§ Instructions for the task
The output should match the data below line for line.

(Source data)
________

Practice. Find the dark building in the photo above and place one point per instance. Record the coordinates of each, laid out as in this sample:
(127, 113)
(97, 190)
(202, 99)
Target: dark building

________

§ Solution
Practice. Find the dark building in the photo above and place one point per instance. Record the coordinates of each, laid out as in this sample:
(127, 113)
(97, 190)
(202, 99)
Target: dark building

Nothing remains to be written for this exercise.